» **DOCUMENT EXCERPT**:
= Beginning of Section =

The researchers determined the frog is an entirely new species. The unnamed frog joins a crowd of more than a dozen distinct leopard frog species.
The newly identified wetland species likely once lived on Manhattan. It's now only known from a few nearby locations: Yankee Stadium in the Bronx is the center of its current range.

Lead paper author Cathy Newman, now of Louisiana State University, was working with Leslie Rissler, a biologist at the University of Alabama, on an unrelated study of the southern leopard frog species when she first contacted scientist Jeremy Feinberg at Rutgers University in New Jersey.

Feinberg asked if she could help him investigate some "unusual frogs" whose weird-sounding calls were different from those of other leopard frogs.
"There are northern and southern leopard frogs in that general area, so I was expecting to find one of those that for some reason had atypical behaviors or that were hybrids of both," Newman said.

"I was really surprised and excited once I started getting data back strongly suggesting it was a new species. It's fascinating in such a heavily urbanized area."
Feinberg suspected that the leopard-frog look-alike with the peculiar croak was a new creature hiding in plain sight.

Instead of the "long snore" or "rapid chuckle" he heard from other leopard frogs, this frog had a short, repetitive croak.

As far back as the late 1800s, scientists have speculated about these "odd" frogs.
"When I first heard these frogs calling, it was so different, I knew something was very off," Feinberg said.

"It's what we call a cryptic species: one species hidden within another because we can't tell them apart on sight. Thanks to molecular genetics, people are picking out species that would otherwise be ignored."
The results were clear-cut: the DNA was distinct, no matter how much the frogs looked alike.

"If I had one of these three leopard frogs in my hand, unless I knew what area it was from, I wouldn't know which one I was holding because they all look so similar," Newman said. "But our results showed that this lineage is very clearly genetically distinct."
Mitochondrial DNA represents only a fraction of the amphibian's total DNA, so Newman knew she needed to do broader nuclear DNA tests to see the whole picture and confirm the frog as a new species. She performed the work at UC Davis.

Habitat destruction, disease, invasive species, pesticides and parasites have all taken a heavy toll on frogs and other amphibians worldwide, said Rissler, currently on leave from the University of Alabama and a program director in NSF's Division of Environmental Biology.

= End of Section =

» **MATERIAL SUPPLIED**:
= Beginning of Section =

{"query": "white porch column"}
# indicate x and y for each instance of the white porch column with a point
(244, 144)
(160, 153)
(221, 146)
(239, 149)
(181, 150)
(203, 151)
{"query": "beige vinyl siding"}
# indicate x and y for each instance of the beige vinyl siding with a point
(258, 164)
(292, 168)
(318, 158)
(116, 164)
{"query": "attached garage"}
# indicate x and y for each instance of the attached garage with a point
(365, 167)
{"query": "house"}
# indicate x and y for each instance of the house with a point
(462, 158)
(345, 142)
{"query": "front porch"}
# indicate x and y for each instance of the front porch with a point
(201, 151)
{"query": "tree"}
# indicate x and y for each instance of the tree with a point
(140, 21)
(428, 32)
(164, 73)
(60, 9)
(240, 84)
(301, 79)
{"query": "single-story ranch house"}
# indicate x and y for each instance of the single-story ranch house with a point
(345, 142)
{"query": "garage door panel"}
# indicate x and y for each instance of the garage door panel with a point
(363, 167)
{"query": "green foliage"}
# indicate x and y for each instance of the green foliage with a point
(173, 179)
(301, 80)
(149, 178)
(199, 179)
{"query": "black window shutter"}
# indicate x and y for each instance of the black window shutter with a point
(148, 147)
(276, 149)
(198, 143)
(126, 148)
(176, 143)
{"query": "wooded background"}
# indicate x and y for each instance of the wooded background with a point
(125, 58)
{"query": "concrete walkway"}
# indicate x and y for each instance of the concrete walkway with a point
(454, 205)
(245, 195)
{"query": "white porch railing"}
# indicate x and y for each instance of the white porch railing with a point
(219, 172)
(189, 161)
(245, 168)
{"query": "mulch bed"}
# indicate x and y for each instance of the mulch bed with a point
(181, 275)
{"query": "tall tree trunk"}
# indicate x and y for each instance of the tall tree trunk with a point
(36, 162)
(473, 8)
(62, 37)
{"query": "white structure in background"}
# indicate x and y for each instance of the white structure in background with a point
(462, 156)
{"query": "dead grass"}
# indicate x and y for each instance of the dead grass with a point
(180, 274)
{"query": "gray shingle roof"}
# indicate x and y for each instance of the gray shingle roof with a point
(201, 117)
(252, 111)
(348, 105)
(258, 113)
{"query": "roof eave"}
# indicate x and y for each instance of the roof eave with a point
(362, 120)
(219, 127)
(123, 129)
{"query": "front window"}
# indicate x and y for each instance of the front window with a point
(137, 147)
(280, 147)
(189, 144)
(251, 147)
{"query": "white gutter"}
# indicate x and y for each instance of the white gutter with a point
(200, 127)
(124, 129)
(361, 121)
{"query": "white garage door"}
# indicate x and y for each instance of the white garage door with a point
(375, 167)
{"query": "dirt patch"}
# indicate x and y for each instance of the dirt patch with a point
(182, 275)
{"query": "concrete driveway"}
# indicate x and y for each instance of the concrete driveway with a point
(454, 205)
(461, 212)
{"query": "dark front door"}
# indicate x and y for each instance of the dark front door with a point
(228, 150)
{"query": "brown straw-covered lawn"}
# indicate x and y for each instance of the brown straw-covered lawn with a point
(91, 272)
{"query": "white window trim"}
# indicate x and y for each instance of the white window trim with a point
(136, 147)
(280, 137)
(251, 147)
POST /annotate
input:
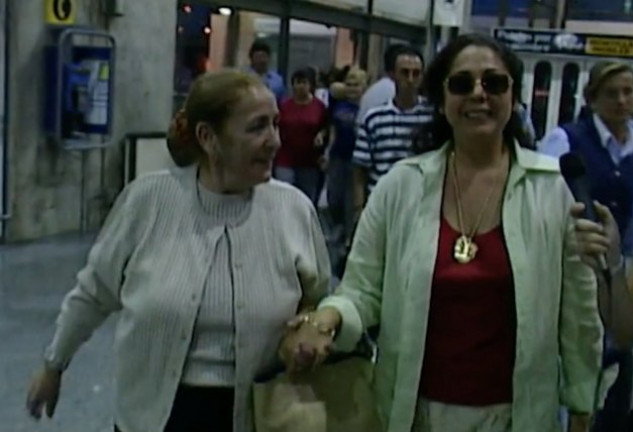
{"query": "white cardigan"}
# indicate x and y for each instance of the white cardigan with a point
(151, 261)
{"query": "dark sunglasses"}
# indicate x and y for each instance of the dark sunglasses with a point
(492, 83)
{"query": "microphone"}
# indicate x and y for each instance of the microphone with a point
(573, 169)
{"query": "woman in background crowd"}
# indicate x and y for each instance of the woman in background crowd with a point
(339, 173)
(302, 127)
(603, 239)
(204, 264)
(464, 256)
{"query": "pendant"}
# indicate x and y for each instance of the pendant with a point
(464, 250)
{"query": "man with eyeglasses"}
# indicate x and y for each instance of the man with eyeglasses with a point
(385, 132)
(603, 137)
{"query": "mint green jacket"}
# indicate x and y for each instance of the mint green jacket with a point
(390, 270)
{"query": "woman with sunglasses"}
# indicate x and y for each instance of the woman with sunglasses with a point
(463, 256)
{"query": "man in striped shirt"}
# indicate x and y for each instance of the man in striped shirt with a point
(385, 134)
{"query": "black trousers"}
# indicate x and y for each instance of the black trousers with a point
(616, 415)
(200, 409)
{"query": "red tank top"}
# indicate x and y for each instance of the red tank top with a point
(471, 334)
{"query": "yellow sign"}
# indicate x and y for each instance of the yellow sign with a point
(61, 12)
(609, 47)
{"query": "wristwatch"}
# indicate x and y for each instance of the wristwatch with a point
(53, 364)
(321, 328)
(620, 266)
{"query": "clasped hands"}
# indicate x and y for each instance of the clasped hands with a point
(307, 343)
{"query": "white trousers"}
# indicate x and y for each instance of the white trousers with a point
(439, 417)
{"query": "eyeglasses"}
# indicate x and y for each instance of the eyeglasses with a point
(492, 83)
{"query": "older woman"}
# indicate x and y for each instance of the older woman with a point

= End of Section =

» **EXERCISE REQUIREMENTS**: Continue the article about the new leopard frog species, starting after its last sentence. The lines here have no connection to the article about the new leopard frog species.

» **TASK RESULT**:
Amphibians, she said, are great indicators of problems in our environment--problems that could potentially impact our health.

"They are a good model to examine environmental threats or degradation because part of their life history is spent in the water and part on land," Rissler said. "They're subject to all the problems that happen to these environments."
The findings show that even in densely-populated, well-studied areas, there are still new discoveries to be made, said Shaffer.  And that the newly identified frogs appear to have a startlingly limited range.

"One of the real mantras of conservation biology is that you cannot protect what you don't recognize," Shaffer said. "If you don't know that two species are different, you can't know whether either needs protection."

The newly identified frogs have so far been found in scattered populations in northern New Jersey, southeastern mainland New York and on Staten Island.
Although they may extend into parts of Connecticut and northeastern Pennsylvania, evidence suggests they were once common on Long Island and other nearby regions.
They went extinct there in just the last few decades. "This raises conservation concerns that must be addressed," said ecologist Joanna Burger of Rutgers University.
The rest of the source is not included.